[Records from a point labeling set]
_ _ _
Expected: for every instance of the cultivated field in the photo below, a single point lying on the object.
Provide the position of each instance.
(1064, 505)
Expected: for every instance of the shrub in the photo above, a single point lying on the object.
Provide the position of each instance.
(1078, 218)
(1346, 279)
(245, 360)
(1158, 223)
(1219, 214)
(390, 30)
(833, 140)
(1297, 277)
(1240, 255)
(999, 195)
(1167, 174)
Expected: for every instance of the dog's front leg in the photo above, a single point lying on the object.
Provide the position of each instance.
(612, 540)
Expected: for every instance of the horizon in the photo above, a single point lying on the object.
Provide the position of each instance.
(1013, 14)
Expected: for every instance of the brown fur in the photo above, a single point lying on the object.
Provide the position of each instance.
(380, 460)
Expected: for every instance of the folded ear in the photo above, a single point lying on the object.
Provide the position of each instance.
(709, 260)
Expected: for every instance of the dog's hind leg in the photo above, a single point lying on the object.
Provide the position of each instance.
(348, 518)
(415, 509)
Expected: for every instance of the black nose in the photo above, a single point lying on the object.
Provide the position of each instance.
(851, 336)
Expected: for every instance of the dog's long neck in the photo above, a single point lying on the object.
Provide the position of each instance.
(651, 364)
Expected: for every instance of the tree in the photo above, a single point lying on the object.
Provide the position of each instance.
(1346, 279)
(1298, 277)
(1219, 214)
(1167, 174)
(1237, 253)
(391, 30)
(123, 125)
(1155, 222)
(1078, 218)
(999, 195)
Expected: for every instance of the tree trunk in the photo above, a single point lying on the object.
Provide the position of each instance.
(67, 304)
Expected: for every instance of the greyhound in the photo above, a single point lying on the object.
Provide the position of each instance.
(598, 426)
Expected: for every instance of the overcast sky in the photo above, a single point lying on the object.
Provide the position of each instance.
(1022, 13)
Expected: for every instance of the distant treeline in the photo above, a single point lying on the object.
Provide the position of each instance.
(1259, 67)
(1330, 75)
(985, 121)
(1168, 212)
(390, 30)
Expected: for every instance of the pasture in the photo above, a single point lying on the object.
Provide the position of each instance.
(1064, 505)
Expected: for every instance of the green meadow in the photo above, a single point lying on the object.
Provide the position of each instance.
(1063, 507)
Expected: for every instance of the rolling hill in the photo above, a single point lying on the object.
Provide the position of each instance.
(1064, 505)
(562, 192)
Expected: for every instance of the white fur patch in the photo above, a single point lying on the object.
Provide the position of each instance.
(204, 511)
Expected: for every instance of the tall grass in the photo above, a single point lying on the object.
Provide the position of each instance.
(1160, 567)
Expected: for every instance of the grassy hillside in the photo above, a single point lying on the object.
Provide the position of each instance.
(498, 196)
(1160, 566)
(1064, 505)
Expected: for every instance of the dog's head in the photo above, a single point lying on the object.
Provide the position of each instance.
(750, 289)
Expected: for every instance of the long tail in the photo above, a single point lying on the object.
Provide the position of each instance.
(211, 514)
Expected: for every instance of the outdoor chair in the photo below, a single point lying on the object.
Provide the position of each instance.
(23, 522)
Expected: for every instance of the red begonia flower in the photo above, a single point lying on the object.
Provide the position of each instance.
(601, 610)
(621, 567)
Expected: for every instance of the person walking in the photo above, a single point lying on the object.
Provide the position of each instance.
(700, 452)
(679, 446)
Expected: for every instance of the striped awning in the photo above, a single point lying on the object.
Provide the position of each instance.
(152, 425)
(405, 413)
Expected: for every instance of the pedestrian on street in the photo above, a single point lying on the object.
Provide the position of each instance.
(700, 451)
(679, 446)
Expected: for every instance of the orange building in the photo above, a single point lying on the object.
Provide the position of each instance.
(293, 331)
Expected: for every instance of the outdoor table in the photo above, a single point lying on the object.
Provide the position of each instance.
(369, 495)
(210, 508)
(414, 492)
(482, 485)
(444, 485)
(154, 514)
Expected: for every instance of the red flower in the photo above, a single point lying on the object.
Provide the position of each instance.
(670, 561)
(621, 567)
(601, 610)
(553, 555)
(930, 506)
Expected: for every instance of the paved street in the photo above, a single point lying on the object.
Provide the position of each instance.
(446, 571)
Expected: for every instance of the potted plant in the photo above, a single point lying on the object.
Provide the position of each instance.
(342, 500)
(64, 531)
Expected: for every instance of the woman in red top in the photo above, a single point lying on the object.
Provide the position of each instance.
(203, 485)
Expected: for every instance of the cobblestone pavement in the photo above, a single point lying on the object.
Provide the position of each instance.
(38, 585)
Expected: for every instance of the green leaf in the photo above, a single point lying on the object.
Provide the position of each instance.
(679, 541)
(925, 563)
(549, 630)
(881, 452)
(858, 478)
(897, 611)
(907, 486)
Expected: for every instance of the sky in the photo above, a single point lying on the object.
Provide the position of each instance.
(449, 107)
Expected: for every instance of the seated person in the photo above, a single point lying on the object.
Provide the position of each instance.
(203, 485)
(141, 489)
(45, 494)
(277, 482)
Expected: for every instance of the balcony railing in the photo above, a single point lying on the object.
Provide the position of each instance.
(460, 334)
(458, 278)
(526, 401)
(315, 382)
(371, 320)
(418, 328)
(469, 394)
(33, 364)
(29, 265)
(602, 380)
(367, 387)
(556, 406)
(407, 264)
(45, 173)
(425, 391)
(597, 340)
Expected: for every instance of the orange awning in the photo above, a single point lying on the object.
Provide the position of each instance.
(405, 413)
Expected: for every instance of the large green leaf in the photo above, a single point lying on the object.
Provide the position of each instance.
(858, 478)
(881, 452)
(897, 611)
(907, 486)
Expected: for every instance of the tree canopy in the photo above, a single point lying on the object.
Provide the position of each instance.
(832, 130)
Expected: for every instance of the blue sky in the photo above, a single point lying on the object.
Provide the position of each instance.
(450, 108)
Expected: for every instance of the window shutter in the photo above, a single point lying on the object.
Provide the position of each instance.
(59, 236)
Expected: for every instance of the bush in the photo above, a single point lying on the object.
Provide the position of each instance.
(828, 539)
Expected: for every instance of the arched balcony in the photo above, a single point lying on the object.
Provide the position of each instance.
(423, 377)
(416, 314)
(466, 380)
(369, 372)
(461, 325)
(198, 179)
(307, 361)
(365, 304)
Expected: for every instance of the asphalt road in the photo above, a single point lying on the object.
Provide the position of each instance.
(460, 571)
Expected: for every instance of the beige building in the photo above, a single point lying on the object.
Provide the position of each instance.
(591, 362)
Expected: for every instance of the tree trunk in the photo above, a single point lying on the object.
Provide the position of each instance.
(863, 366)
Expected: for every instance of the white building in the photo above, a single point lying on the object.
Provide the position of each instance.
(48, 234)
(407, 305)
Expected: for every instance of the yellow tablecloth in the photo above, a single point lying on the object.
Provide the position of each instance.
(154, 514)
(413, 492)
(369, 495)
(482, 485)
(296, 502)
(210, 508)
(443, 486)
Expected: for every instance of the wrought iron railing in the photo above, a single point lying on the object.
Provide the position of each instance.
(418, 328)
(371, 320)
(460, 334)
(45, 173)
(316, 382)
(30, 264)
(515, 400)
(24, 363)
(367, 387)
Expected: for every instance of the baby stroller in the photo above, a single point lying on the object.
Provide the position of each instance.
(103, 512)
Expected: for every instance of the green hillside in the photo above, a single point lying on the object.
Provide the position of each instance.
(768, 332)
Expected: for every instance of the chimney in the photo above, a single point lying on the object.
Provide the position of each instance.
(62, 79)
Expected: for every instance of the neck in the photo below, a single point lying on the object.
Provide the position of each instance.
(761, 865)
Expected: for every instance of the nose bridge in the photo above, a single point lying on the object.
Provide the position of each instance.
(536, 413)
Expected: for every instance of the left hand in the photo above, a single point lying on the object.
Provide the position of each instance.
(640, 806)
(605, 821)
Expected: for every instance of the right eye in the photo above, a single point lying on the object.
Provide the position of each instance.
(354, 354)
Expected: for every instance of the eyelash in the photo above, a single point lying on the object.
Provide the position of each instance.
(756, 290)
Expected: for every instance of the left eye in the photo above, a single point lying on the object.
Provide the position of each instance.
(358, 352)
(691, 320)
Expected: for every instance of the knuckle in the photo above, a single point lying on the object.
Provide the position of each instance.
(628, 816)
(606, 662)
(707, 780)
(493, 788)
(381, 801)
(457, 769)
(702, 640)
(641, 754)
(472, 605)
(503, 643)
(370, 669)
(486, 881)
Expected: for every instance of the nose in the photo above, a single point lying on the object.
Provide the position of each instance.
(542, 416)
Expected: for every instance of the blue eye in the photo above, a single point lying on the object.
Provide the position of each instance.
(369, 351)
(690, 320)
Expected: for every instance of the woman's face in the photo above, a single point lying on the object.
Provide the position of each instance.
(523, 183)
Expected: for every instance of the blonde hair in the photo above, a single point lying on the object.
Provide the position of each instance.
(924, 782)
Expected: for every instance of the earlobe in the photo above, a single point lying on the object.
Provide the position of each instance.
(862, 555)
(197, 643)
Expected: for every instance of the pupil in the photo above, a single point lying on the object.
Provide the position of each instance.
_ _ _
In the entries above, find the line containing "Expected: for every instance of the blue eye". Set down that line and every line after it through the last one, exactly and alone.

Expected: for every instance of the blue eye in the photo above, a single point lying on the object.
Provide the position of each instance.
(369, 351)
(690, 320)
Expected: for every instance of the woman's face in the photo above, a single point lying on the object.
Provide the position of each instance.
(523, 183)
Expected: for every instance of the blonde hair in the photo above, a single point lying on the object.
Provide the position of each instance.
(924, 782)
Expected: for every instance of the earlobe in the photo above, a single point lying on the object.
Provide the position of each instance.
(862, 555)
(197, 643)
Expected: for every instance of the pupil in the photo above, a single point lying on the object.
Provide the position of each instance.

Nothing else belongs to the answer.